## [DIRECTIONS]
Could you recast the stretch of the listing from its first line through the line containing "[218,82,236,100]" as a Markdown table with the columns n and Line, giving each line a row number and skipping blank lines?

## [Entries from an annotation dataset]
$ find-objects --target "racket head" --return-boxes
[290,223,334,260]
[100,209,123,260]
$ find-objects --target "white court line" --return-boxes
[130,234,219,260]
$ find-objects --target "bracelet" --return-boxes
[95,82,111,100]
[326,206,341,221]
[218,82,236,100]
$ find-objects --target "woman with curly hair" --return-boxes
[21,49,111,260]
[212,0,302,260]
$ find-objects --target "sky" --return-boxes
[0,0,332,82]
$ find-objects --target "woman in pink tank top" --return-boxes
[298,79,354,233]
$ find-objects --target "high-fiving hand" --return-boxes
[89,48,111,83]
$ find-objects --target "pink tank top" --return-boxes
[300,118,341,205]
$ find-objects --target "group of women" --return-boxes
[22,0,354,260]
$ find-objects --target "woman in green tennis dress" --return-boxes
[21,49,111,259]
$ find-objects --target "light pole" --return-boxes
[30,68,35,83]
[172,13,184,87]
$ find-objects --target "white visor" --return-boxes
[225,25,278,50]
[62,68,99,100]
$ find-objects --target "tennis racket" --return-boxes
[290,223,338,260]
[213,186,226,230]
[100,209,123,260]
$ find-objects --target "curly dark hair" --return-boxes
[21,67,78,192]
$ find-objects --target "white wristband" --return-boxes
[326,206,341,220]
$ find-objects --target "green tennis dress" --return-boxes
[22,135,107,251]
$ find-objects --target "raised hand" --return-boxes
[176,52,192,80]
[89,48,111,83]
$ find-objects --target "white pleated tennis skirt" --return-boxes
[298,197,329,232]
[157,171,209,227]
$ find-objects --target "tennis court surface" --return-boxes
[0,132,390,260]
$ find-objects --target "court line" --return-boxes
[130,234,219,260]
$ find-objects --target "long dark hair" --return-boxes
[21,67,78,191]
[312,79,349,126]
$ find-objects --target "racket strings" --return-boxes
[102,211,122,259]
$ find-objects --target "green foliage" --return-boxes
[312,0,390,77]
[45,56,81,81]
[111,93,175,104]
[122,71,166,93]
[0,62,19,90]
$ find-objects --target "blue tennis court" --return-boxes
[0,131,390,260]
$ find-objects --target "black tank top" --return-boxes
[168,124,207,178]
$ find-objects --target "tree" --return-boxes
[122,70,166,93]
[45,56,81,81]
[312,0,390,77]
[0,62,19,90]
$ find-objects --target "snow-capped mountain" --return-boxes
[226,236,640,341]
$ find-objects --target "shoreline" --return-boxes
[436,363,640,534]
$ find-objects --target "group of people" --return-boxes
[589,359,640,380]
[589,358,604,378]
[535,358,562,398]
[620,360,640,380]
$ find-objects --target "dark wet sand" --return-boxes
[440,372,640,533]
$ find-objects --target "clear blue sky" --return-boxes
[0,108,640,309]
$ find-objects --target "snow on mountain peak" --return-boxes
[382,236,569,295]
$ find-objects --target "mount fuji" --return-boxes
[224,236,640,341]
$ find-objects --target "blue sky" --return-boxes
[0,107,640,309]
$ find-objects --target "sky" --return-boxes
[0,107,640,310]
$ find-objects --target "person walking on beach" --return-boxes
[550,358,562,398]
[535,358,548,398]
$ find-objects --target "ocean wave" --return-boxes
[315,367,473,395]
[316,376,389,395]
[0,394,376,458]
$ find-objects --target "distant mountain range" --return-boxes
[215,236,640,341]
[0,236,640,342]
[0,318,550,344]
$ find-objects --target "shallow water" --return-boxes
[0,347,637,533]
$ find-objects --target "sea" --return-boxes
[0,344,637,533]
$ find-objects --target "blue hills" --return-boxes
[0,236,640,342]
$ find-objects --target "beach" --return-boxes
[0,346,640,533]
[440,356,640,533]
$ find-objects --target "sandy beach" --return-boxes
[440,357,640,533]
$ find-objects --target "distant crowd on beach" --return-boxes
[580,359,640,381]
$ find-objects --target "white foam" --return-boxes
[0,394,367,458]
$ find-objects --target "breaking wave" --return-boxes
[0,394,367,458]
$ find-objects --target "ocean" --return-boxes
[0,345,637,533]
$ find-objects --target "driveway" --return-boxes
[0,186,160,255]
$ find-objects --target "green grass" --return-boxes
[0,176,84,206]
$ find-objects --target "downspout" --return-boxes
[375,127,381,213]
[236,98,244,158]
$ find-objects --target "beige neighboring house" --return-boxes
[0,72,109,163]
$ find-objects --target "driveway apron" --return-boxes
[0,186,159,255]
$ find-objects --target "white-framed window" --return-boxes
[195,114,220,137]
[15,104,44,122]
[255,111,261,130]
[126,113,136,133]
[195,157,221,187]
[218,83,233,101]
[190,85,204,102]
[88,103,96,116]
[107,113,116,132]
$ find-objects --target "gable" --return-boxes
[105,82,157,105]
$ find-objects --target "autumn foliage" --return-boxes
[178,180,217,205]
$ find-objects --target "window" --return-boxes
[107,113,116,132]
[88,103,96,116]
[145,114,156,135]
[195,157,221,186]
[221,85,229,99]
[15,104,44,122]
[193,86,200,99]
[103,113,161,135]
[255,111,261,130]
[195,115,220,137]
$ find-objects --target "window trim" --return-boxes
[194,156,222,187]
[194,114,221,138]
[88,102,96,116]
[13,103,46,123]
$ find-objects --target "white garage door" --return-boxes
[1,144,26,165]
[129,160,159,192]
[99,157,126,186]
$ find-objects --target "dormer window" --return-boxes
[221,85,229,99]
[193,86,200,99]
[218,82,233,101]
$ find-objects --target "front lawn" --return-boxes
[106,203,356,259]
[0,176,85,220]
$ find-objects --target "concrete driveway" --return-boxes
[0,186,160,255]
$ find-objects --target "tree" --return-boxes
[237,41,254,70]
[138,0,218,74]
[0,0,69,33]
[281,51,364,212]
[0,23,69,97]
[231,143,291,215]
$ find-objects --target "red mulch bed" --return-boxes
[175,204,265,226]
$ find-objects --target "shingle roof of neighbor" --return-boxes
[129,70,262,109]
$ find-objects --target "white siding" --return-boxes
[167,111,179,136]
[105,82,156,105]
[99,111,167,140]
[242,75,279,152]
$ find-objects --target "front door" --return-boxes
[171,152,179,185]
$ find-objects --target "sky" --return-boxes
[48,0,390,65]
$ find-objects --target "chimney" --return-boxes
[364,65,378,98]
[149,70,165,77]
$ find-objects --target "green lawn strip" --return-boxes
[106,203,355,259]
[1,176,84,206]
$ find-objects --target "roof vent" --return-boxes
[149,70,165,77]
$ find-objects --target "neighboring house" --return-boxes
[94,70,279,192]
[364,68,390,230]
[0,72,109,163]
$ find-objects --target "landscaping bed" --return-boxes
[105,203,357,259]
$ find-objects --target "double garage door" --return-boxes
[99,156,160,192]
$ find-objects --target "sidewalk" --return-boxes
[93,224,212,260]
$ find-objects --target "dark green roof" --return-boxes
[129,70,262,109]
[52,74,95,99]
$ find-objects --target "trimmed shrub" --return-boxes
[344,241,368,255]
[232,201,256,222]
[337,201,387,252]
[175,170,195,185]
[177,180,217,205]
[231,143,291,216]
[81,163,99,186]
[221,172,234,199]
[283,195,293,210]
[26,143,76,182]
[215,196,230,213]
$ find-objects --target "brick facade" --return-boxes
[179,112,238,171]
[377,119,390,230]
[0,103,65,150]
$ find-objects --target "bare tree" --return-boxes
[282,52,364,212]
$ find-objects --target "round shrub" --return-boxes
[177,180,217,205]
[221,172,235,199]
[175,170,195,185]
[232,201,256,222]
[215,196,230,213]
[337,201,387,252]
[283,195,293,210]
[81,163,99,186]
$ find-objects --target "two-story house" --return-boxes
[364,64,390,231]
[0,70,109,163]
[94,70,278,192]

## [WRITTEN ANSWER]
| n | Line |
|---|---|
| 1 | $ find-objects --target "racket head" --return-boxes |
| 2 | [290,223,334,260] |
| 3 | [100,209,123,260] |
| 4 | $ find-objects --target "white court line" --return-boxes |
| 5 | [130,234,219,260] |
| 6 | $ find-objects --target "bracelet" --return-boxes |
| 7 | [95,82,111,100] |
| 8 | [326,206,341,221] |
| 9 | [218,82,236,100] |